§ **The problem**:
Begin at the line containing "Guideline: for every instance of the metal" and end at the final line of the entries. Please reproduce those lines exactly.

§ **Study material**:
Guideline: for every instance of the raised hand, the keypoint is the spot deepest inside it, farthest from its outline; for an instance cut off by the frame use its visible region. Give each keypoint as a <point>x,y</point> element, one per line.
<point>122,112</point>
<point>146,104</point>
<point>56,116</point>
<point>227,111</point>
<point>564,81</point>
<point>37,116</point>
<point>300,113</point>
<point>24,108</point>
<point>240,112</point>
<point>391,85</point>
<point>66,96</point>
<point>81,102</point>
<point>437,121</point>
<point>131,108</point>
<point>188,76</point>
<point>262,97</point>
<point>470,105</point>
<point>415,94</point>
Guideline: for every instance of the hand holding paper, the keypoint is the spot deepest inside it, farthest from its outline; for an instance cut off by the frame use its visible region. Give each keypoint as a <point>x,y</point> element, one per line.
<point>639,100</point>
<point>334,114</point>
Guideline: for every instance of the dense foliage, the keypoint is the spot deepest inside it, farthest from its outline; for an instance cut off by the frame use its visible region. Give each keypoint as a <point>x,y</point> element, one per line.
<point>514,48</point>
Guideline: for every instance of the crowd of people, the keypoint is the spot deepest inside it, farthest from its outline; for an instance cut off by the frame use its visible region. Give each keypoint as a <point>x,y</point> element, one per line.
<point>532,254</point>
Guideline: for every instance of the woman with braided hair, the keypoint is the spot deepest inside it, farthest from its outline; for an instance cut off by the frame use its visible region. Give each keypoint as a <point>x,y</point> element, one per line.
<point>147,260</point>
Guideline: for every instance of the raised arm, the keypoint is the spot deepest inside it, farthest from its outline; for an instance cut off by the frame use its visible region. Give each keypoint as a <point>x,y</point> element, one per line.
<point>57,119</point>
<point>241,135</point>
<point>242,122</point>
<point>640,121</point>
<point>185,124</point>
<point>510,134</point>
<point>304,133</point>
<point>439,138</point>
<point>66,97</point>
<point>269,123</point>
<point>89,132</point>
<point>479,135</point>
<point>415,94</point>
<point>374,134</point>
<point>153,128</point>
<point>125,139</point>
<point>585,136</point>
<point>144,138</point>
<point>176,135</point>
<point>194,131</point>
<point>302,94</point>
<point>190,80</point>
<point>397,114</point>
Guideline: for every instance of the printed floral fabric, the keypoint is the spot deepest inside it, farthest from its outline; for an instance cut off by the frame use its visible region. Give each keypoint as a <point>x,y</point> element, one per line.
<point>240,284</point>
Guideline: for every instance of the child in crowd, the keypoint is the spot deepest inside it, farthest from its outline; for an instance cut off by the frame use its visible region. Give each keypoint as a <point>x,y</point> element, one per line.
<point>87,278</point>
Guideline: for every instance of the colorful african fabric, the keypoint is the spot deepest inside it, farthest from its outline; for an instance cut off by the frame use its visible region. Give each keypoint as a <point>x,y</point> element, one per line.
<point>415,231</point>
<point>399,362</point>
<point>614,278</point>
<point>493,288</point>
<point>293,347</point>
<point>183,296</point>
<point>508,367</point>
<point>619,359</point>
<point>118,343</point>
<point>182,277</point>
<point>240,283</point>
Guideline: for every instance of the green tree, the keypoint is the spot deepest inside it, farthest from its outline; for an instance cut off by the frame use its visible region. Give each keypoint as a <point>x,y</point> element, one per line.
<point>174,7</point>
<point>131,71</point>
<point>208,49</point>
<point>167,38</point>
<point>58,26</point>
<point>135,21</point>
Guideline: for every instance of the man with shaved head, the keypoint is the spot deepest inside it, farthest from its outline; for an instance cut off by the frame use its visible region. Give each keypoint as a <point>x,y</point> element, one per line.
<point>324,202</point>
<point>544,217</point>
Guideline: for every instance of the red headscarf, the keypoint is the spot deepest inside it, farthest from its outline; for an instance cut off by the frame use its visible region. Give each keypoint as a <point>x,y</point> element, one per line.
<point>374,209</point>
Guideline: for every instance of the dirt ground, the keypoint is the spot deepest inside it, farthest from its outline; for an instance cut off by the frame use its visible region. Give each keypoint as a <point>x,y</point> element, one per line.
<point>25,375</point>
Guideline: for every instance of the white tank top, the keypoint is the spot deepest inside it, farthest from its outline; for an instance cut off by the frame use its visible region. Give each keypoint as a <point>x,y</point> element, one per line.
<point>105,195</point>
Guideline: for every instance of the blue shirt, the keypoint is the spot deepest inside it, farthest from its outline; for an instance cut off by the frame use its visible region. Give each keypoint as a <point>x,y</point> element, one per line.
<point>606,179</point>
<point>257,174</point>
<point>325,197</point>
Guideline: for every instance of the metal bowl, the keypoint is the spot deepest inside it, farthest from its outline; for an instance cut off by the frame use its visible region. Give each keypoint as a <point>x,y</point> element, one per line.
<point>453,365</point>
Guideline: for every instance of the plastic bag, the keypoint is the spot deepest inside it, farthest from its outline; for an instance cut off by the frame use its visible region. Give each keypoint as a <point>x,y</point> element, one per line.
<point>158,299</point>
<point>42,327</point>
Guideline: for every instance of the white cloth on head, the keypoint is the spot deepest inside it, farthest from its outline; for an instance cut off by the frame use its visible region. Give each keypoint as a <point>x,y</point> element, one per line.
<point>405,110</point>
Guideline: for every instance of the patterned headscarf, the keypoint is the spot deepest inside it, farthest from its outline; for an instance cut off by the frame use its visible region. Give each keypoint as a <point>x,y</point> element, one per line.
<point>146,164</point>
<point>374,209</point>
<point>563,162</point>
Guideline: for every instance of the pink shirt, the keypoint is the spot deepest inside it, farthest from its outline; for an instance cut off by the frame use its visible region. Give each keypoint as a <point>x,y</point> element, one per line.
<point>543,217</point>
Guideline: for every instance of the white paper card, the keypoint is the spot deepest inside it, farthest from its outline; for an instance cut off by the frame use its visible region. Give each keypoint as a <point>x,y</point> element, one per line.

§ **Answer box**:
Guideline: for every instance of the metal bowl, the keypoint is the spot deepest inside it, farthest from its outline; for an instance cut off by the frame use its visible region. Give each keypoint as a <point>x,y</point> element, one per line.
<point>453,365</point>
Guideline: for every instance of the plastic bag, the keypoint is the spot deepest inside it, farthest from its outline; for an instance cut off by the frame use its visible region. Give each keypoint as a <point>x,y</point> element, one per line.
<point>158,299</point>
<point>42,327</point>
Guideline: for every instance of the white cloth on head, the keypoint is the spot deepest inside it, farthest from its outline; for an instance cut off by the frame use its visible region. Give each keypoint as a <point>x,y</point> element, one per line.
<point>405,110</point>
Guideline: for every instance of the patterned headscarf, the keypoint is the spot deepest inside it, farthest from its outline; for an instance cut off by the frame use its visible region. Give each keypoint as a <point>x,y</point> element, one per line.
<point>146,164</point>
<point>374,209</point>
<point>563,162</point>
Guideline: for every instance of the pink shirt, the keypoint is the spot deepest inside it, farthest from its outline; for an instance cut off by the frame use its visible region. Give each keypoint as a <point>x,y</point> element, one per line.
<point>543,217</point>
Guideline: for every instance of the white paper card, the keypoint is the spot deepest inside it, farthest from its outline; for an instance cut off by the frame use its visible region. Give each keypoint as a <point>x,y</point> element, one per line.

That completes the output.